TRY IT. Please return the listing below from the line with "# point at: the tree foliage" through its last line, exactly, and include nothing else.

*** Opening of MATERIAL TO PROCESS ***

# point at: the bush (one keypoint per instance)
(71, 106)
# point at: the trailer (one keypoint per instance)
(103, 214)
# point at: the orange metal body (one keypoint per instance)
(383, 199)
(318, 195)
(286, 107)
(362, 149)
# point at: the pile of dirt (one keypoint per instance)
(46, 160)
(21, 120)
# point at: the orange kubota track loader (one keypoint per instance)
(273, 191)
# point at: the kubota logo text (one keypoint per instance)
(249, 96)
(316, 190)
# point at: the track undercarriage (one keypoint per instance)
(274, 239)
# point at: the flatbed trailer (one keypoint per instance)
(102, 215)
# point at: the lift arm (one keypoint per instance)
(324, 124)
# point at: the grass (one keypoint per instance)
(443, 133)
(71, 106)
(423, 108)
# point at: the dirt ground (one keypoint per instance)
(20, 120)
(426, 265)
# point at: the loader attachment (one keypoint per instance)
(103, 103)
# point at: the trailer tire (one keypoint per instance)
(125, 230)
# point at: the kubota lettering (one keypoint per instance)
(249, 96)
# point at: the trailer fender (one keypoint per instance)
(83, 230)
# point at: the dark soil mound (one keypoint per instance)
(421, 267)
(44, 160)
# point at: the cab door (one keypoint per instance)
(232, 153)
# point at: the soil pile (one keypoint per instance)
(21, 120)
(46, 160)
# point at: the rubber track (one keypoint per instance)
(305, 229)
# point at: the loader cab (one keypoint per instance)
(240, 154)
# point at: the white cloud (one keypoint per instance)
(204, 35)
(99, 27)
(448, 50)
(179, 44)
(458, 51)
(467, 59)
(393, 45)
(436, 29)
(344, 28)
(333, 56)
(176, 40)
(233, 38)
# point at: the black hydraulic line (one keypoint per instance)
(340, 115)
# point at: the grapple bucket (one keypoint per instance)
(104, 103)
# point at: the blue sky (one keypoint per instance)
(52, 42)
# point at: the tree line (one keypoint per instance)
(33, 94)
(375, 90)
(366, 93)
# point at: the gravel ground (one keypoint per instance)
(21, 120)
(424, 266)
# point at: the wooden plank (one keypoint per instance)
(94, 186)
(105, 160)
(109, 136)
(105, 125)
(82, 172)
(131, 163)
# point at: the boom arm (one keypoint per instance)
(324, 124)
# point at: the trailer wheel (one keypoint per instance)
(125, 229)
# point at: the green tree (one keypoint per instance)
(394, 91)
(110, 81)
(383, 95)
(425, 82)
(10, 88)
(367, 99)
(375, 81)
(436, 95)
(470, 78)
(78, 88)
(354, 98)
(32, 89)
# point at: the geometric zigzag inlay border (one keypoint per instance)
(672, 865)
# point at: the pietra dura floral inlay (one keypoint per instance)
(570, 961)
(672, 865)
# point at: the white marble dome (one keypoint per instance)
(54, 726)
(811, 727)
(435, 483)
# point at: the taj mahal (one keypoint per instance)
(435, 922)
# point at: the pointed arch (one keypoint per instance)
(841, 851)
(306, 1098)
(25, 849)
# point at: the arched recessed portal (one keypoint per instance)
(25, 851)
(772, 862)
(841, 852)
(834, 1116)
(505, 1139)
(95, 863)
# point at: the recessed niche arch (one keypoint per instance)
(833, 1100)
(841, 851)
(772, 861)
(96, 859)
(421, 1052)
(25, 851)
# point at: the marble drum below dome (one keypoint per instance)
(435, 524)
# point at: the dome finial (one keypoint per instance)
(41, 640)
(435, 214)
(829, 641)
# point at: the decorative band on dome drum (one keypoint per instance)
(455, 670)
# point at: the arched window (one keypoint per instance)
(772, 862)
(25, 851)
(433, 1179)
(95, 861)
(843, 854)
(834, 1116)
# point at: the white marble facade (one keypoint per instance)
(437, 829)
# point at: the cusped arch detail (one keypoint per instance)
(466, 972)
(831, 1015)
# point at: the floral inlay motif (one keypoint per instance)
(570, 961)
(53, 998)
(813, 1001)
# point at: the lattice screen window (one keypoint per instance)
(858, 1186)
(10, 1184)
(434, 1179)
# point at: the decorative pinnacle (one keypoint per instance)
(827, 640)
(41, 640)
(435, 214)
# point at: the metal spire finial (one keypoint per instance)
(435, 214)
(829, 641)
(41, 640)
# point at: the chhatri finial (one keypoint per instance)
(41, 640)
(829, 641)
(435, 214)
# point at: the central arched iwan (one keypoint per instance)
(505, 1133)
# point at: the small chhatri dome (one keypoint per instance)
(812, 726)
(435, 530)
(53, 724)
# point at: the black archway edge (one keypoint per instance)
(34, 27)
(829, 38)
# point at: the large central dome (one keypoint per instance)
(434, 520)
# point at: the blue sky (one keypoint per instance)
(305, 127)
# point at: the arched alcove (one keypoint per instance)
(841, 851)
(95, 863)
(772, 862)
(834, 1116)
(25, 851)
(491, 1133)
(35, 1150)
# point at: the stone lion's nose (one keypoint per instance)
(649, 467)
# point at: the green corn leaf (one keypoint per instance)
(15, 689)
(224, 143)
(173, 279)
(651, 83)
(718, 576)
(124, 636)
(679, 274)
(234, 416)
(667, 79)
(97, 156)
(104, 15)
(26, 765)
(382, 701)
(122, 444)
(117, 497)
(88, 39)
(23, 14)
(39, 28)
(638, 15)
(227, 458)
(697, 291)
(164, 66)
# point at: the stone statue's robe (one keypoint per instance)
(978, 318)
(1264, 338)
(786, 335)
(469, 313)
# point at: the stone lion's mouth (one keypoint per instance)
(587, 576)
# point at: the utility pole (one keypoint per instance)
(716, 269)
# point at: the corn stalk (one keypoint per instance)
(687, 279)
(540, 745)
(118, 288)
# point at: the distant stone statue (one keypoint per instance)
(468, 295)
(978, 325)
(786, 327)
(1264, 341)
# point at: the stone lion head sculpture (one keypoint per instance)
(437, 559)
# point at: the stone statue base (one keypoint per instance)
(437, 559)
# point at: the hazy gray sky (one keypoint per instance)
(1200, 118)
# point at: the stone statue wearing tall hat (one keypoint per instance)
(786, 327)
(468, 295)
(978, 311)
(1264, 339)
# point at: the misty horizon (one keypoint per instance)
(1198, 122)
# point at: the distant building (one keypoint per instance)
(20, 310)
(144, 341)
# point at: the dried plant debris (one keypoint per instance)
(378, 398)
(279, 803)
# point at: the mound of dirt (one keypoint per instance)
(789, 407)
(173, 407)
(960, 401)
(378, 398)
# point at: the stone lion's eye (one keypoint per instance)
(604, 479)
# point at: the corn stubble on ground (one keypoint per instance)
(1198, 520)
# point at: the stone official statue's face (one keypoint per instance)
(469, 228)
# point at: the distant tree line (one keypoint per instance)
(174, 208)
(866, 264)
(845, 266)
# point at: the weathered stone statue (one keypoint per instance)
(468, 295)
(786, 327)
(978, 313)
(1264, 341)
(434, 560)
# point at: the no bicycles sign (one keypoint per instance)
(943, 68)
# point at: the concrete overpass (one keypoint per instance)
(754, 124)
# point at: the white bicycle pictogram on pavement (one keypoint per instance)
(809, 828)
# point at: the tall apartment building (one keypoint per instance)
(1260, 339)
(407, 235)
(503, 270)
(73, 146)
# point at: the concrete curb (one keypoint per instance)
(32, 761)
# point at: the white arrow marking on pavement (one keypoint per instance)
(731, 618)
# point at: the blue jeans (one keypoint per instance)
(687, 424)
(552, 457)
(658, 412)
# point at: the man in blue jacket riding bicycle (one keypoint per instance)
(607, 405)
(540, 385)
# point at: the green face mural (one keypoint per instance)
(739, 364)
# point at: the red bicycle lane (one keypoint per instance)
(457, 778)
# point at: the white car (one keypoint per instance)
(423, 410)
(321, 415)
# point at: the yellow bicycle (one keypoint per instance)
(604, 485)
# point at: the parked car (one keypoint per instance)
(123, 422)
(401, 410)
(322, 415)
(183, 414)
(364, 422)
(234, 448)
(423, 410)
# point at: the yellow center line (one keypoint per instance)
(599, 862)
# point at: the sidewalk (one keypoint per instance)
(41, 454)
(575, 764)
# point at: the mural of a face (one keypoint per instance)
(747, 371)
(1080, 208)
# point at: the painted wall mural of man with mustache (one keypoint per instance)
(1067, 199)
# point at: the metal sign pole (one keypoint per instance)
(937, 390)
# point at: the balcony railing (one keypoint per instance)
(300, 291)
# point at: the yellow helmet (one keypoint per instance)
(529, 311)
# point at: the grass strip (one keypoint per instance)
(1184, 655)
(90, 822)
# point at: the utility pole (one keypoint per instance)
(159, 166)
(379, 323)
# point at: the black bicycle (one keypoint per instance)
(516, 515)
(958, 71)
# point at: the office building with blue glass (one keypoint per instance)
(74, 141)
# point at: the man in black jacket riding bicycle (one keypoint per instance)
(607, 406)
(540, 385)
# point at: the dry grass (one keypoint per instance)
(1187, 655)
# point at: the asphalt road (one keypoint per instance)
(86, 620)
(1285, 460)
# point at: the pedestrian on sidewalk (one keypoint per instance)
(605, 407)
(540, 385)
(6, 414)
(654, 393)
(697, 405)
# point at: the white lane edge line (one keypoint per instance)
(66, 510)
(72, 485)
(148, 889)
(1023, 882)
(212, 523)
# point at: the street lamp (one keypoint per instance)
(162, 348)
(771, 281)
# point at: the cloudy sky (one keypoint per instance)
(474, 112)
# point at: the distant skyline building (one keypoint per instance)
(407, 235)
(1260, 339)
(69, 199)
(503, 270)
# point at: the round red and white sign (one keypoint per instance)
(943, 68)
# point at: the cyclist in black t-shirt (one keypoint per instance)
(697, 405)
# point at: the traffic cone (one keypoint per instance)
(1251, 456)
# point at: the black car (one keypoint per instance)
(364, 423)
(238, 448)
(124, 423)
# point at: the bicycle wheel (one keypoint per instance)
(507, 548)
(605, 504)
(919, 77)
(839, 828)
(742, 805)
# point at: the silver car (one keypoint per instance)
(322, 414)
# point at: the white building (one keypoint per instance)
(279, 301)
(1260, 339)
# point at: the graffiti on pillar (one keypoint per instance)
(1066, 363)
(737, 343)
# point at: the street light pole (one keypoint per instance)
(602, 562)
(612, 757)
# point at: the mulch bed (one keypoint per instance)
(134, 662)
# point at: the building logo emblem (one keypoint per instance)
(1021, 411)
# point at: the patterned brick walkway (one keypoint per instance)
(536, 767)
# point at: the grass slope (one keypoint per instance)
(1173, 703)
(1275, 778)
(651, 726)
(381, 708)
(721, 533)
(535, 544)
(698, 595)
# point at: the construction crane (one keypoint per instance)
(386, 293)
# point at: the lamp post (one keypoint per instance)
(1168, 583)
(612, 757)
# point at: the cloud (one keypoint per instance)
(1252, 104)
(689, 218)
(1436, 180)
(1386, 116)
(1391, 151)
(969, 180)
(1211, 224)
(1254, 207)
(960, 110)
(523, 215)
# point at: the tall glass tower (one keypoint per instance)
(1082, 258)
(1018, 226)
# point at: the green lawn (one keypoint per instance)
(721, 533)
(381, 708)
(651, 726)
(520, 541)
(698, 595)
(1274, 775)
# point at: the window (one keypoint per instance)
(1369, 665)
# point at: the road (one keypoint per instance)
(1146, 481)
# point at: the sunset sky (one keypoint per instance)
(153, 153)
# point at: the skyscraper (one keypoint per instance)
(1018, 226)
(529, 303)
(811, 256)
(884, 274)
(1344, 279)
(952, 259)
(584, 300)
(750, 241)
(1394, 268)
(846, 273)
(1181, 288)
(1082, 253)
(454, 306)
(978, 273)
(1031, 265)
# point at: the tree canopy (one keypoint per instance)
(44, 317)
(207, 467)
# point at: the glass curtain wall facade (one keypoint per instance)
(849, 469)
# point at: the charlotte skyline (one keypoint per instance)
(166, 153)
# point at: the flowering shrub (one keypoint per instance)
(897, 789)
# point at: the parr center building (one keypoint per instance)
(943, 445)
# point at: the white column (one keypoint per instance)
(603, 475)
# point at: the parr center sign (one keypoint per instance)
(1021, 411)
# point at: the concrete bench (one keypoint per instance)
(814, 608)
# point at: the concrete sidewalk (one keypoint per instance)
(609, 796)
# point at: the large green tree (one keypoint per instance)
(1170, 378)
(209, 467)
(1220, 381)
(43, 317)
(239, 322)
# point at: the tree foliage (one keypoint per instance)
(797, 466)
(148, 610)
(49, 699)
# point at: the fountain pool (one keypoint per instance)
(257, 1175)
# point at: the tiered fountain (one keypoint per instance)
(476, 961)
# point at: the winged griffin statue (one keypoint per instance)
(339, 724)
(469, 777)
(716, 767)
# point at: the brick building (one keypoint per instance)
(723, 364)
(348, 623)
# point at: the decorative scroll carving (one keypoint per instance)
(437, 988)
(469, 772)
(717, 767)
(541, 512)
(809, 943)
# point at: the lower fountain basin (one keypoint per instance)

*** Close of MATERIAL TO PROCESS ***

EXERCISE RESULT.
# point at: the tree foliage (one keypoint per instance)
(797, 466)
(148, 610)
(49, 699)
# point at: the fountain pool (one keypoint per instance)
(257, 1175)
# point at: the tiered fountain (one keypoint per instance)
(476, 961)
# point at: the winged griffin statue (one keypoint per instance)
(339, 724)
(469, 777)
(716, 767)
# point at: the brick building (one keypoint per instance)
(723, 364)
(348, 623)
# point at: the decorative scroll carving (one keypoint per instance)
(437, 988)
(469, 772)
(717, 767)
(541, 512)
(809, 943)
# point at: the lower fountain basin (one keypoint per instance)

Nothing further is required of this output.